**Exercise instructions:**
Below is a listing. Copy each line of it that holds the word "turquoise".

**Excerpted records:**
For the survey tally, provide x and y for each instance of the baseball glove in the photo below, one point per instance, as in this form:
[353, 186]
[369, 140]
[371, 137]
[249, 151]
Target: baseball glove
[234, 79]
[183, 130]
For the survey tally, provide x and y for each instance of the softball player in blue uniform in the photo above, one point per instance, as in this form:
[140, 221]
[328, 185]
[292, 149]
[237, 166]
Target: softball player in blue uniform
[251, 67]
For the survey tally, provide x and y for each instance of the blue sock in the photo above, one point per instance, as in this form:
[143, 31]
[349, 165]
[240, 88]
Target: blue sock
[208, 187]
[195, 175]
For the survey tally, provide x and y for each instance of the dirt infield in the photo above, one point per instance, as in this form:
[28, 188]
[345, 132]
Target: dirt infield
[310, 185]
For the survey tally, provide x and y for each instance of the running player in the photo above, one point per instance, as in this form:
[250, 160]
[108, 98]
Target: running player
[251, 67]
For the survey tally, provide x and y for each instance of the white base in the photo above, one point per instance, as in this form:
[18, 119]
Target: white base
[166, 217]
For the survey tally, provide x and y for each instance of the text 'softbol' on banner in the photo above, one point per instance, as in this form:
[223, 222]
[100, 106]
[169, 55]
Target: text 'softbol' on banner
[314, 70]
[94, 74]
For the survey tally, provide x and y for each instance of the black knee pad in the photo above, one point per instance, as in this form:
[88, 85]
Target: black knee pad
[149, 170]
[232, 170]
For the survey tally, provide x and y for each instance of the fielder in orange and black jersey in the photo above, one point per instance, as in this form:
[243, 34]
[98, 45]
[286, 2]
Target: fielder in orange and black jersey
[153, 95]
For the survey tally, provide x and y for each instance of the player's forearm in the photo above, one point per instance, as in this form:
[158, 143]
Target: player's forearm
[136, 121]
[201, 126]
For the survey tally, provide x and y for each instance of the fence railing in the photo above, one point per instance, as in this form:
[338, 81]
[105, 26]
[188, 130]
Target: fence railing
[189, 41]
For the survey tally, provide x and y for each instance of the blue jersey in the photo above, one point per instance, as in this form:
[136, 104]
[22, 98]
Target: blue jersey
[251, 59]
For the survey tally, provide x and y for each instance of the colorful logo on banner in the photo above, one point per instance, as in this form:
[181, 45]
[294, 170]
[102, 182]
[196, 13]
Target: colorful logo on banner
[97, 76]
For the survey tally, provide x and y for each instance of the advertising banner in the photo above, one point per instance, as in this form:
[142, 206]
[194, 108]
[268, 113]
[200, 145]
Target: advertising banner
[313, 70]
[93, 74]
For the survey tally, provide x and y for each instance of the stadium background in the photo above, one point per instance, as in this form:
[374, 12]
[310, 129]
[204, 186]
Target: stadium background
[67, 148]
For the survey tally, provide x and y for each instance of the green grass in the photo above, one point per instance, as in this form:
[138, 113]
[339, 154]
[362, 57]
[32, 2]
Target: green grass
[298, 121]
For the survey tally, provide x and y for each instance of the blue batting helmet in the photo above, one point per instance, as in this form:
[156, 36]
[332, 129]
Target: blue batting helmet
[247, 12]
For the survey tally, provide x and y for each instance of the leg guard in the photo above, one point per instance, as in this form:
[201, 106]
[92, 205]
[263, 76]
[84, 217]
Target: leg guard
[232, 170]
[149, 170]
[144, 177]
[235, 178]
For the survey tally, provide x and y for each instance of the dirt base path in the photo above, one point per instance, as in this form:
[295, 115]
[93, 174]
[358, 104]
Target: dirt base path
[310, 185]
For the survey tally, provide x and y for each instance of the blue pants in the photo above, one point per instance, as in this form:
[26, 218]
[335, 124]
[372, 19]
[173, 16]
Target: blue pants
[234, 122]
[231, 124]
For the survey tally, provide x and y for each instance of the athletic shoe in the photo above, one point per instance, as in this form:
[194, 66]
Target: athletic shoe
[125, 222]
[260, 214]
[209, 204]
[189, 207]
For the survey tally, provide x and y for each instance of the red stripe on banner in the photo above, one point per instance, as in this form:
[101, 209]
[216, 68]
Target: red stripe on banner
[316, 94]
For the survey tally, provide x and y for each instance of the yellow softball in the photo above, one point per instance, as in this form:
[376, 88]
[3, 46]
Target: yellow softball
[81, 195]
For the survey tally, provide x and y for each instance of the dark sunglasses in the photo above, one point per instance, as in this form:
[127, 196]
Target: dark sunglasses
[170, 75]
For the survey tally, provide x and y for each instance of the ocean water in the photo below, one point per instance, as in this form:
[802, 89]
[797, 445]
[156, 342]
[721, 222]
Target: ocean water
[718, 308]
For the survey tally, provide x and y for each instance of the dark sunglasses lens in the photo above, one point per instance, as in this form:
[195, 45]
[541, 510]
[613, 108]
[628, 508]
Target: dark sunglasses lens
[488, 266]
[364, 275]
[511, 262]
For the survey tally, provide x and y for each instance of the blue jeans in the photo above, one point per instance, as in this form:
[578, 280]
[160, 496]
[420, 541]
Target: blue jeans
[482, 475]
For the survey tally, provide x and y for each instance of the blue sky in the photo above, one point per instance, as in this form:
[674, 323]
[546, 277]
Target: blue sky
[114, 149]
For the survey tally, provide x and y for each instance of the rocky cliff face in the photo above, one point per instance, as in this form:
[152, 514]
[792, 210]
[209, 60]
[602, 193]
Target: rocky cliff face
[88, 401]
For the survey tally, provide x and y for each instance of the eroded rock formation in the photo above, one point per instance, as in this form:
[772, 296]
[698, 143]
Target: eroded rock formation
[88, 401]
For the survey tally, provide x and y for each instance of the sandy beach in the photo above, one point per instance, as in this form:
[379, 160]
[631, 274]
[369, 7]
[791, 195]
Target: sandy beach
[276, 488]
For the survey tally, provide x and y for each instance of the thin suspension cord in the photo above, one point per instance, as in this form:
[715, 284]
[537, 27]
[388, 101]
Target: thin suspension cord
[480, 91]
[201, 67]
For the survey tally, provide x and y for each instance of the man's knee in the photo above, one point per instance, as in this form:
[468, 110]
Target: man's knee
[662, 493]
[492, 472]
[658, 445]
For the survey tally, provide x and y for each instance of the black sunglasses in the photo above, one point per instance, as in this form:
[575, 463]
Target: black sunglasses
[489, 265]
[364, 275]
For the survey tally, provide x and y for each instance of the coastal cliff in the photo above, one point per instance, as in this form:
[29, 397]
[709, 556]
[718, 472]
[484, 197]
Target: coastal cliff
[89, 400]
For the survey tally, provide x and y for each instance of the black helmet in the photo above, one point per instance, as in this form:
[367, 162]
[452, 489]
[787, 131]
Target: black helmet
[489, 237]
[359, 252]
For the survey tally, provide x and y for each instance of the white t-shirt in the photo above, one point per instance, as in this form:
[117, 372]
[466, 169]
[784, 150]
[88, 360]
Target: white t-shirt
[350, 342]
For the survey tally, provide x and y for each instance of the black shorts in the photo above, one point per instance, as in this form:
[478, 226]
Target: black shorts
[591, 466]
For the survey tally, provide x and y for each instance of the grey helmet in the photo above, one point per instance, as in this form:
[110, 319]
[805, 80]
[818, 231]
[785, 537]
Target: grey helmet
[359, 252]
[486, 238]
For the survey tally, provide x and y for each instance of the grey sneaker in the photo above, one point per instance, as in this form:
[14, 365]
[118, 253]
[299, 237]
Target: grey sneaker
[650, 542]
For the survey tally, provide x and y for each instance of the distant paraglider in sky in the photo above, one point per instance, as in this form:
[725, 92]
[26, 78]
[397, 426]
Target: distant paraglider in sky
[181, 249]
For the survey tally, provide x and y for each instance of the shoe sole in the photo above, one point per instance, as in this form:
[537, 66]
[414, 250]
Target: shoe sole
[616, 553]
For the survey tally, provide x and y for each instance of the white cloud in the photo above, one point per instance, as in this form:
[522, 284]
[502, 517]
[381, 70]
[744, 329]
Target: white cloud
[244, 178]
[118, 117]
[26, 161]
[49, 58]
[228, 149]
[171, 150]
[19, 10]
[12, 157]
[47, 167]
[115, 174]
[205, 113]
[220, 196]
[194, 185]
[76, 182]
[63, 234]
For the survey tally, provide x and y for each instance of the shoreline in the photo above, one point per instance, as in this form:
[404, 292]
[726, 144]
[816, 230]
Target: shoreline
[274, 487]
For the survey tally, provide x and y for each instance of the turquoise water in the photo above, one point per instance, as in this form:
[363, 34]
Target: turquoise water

**Answer section:**
For the survey tally, provide x and y for each instance of the turquoise water in the photo above, one point per instance, as in this form:
Target: turquoise water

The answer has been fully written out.